(Referring expression data)
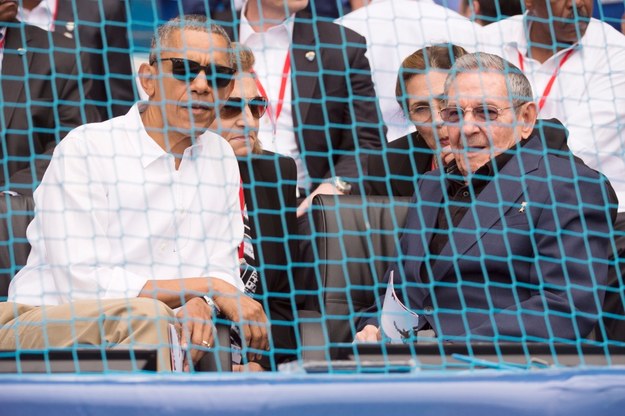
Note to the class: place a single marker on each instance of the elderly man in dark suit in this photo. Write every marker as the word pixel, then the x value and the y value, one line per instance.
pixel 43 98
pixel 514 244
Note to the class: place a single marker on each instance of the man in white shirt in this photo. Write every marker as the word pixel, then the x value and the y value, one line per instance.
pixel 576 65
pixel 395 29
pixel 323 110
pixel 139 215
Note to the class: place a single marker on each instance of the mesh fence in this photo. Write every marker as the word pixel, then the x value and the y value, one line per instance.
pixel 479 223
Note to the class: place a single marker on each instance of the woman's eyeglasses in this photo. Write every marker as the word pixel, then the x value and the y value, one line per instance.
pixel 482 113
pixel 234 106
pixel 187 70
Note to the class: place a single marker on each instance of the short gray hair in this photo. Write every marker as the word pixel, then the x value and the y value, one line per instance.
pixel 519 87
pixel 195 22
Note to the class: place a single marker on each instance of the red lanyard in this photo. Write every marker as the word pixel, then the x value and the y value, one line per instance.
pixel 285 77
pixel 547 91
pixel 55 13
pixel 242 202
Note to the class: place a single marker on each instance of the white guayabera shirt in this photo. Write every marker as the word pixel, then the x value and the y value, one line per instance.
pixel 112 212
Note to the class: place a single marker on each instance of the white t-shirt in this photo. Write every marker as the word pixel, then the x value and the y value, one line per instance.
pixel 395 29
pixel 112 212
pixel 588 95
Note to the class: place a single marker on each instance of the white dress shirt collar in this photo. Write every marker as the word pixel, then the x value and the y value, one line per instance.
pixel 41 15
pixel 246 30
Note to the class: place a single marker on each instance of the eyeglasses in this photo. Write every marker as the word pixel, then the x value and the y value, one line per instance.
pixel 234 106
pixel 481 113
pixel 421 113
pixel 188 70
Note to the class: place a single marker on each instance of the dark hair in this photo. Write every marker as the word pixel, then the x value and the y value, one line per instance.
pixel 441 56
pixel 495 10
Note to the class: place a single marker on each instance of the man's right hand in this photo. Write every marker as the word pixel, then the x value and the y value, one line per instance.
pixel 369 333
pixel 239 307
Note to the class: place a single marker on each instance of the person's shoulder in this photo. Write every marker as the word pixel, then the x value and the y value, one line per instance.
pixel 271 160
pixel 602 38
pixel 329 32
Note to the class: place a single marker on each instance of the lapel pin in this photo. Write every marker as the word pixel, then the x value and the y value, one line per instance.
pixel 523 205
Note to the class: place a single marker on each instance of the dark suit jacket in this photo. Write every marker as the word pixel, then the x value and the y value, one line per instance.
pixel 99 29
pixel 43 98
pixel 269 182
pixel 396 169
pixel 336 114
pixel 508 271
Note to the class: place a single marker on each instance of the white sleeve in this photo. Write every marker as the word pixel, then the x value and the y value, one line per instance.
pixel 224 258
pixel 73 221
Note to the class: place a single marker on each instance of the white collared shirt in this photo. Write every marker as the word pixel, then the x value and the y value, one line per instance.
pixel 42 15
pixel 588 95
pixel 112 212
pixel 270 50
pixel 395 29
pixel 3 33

» **TASK DETAILS**:
The response should consist of the entries above, given again exactly and free of pictures.

» **SOLUTION TO THIS TASK**:
Note to the class: place a single marker on each instance of the elderly man in dark suit in this photo. Write every marker as the word pixel, then the x value and the y value, one line per instance.
pixel 43 98
pixel 514 244
Note to the class: place a single marker on each instance of the man in white shirt in this photo. Write every marker as the word pixel, then the x value and the y value, one line per instance.
pixel 576 65
pixel 395 29
pixel 323 110
pixel 139 215
Note to the class: place a single marker on each instance of the mesh fence in this photo. Write every marker as the word pixel, then the x value and the y value, one line per instance.
pixel 479 223
Note to the class: place a single marker on each instance of the woman's eyeglasses in this photo. Write every marker as the word pixel, then the x value and the y value, one line per instance.
pixel 482 113
pixel 234 106
pixel 187 70
Note to the class: place a single marker on each instance of the short gray hair in this photo. Write every marker as the word pixel, then the x value and the y value, one line per instance.
pixel 519 87
pixel 195 22
Note to the class: place a single marker on each instance of the red lanyard in this photo. Write every marker as the word pixel, then the x value and the y value, one line per instance.
pixel 285 77
pixel 547 91
pixel 55 13
pixel 242 202
Note to the class: place a single marker on each instance of the white guayabera shirt in this photo. Write every marker as the word pixel, then the x value and the y value, one line per instance.
pixel 112 212
Note to the class: place a single marker on each instance of the white t-shirt in this photo. Write every marker as the word pixel, then the x value and the y value, one line per instance.
pixel 395 29
pixel 112 212
pixel 588 95
Note to the class: place a single marker on each instance of the white dress shirt collar in this photo. Write every marker as the word pixel, then the x value and the y value, one line per instance.
pixel 41 15
pixel 246 30
Note to the class: place a single marker on each instance of the eyeglasses in this photo. Write every marker as the word pixel, then the x value and the y value, one line per instance.
pixel 234 106
pixel 481 113
pixel 421 113
pixel 188 70
Note to the class: place a single marker on each instance of the dark hair in this photo. Write every marker as the word pixel, then the x value and the y value, one line per instance.
pixel 441 56
pixel 495 10
Note to the class: place a single marker on each instance of the man's right hand in this photo. Write every marker as the word pixel, then the x value and the y value, one line per instance.
pixel 369 333
pixel 239 307
Note to the class: place a single marker on each instance of the person's shoulder in this photo. Write every marker as the word pixel, then the x value and the y value, one line per instance.
pixel 271 160
pixel 602 38
pixel 329 32
Note to the class: place a single marker on each instance of the lapel pin in this photo. Write every marker as the word pixel, then the x value and the y value, one line per instance.
pixel 523 205
Note to the class: place a single marker on each instance of the dark suit jacket in this photo. Write every marker as the word pixel, then the x value and the y value, one line per instance.
pixel 99 29
pixel 43 98
pixel 269 182
pixel 396 169
pixel 336 114
pixel 508 271
Note to the class: place a single marker on each instance of the white sleeve in this photo. Write every marker as the word pixel, then the x value and the y value, one line per instance.
pixel 224 258
pixel 73 221
Note to the class: place a single marker on each instance of the white collared shirt in this photo. Write every marker as the word pixel, then the x value and the y value, one line per instance.
pixel 42 15
pixel 588 95
pixel 112 212
pixel 270 50
pixel 395 29
pixel 3 33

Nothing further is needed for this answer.